● **TEXT TO READ**
Tests run: 4, Failures: 0, Errors: 0, Skipped: 0


--- maven-antrun-plugin:1.8:run (stop-es) @ test-elasticsearch5 ---
Executing tasks

main:

stop:
     [echo] Stopping Elasticsearch with PID 6256
     [echo] Stopped Elasticsearch
Executed tasks
...

This solution based on scripting has several shortcomings:

  • It should be improved to avoid downloading and decompressing the archive again and again.

  • It should be completed with a script to stop Elasticsearch and do household chores (remove, data, logs).

  • It could become more complicated: it is sometimes needed to install plugins, tweak the elasticsearch.yml configuration file or set some environment variables.

  • As any piece of code, it should be loved and maintained.

● **BRIEF A**
Reproduce the entire excerpt on running Elasticsearch in tests, word for word.
The excerpt on running Elasticsearch in tests and the records are independent of each other.

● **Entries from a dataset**
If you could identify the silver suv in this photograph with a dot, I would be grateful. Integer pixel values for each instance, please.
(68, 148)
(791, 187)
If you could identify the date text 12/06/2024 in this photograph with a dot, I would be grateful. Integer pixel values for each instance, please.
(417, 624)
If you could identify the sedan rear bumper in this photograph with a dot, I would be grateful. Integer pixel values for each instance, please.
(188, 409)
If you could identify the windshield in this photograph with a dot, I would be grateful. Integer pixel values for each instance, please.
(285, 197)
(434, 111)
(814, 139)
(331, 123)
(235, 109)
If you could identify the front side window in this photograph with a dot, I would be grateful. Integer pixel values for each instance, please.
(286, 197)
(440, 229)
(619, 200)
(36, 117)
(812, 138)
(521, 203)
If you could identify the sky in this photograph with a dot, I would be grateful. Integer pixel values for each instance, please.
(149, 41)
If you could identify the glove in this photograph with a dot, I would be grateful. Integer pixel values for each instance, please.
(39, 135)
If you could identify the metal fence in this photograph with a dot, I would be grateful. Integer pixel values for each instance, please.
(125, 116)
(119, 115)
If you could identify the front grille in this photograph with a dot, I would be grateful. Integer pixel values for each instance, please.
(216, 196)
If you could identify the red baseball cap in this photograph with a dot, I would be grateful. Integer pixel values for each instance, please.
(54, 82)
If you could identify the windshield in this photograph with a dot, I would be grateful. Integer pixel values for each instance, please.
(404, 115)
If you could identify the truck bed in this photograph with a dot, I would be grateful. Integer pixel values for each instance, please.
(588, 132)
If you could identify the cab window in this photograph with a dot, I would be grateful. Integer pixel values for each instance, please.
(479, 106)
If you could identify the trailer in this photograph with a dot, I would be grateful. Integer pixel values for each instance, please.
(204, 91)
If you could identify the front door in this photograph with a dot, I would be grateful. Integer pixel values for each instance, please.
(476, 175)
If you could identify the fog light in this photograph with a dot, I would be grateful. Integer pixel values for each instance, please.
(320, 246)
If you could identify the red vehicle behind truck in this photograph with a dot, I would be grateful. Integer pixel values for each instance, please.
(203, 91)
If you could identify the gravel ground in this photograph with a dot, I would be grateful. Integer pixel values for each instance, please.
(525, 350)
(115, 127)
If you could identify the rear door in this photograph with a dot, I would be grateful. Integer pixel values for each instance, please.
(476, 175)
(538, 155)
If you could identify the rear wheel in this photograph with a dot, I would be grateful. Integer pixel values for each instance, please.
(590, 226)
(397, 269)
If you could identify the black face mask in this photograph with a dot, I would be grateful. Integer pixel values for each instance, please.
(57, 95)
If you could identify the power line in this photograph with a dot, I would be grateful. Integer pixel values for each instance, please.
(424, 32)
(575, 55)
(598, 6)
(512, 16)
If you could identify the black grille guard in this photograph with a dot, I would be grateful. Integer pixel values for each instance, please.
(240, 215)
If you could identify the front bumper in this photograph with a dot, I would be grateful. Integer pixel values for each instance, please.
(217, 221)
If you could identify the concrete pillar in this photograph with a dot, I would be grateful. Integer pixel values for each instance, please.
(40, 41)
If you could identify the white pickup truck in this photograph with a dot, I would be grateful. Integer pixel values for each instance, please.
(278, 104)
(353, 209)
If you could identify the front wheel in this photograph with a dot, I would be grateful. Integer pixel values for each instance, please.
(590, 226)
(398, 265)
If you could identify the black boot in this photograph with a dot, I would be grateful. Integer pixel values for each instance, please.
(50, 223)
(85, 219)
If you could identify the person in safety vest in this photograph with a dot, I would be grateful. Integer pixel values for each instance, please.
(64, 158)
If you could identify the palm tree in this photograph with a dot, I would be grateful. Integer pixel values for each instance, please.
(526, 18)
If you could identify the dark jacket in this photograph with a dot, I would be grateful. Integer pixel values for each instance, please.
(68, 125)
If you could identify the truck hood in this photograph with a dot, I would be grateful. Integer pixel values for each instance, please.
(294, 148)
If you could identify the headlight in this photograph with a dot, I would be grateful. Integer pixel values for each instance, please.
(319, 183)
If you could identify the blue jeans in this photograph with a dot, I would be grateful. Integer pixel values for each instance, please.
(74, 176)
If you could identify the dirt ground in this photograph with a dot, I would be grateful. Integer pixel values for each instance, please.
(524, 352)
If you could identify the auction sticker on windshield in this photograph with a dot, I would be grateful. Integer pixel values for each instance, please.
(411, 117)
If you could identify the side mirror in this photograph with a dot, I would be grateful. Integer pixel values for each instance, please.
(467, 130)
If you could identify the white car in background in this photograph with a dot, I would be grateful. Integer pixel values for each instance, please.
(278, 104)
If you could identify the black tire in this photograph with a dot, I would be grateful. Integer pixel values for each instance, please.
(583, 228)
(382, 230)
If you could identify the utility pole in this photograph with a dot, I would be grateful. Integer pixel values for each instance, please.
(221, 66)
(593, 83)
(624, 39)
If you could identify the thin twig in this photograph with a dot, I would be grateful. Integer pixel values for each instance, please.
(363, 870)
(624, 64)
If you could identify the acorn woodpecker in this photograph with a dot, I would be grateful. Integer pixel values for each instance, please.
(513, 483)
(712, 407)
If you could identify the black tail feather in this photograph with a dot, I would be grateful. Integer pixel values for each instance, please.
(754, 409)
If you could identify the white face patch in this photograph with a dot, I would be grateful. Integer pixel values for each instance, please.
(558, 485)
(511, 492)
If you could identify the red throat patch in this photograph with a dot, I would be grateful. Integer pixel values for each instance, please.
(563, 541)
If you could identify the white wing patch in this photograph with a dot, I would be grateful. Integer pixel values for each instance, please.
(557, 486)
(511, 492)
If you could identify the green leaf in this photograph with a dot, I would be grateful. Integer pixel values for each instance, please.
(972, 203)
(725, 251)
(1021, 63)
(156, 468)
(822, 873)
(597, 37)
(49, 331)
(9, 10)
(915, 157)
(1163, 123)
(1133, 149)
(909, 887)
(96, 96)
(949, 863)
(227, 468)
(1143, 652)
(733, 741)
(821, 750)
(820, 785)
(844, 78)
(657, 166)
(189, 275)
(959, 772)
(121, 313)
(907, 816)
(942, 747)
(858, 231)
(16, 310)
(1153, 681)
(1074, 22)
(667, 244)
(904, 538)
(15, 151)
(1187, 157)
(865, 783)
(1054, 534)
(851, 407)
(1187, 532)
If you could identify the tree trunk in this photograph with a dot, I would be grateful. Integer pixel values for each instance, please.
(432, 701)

● **BRIEF B**
In how many lines of the records does the string "door" occur? Reply with the number alone.

● **WORKED ANSWER A**
Tests run: 4, Failures: 0, Errors: 0, Skipped: 0


--- maven-antrun-plugin:1.8:run (stop-es) @ test-elasticsearch5 ---
Executing tasks

main:

stop:
     [echo] Stopping Elasticsearch with PID 6256
     [echo] Stopped Elasticsearch
Executed tasks
...

This solution based on scripting has several shortcomings:

  • It should be improved to avoid downloading and decompressing the archive again and again.

  • It should be completed with a script to stop Elasticsearch and do household chores (remove, data, logs).

  • It could become more complicated: it is sometimes needed to install plugins, tweak the elasticsearch.yml configuration file or set some environment variables.

  • As any piece of code, it should be loved and maintained.

● **WORKED ANSWER B**
2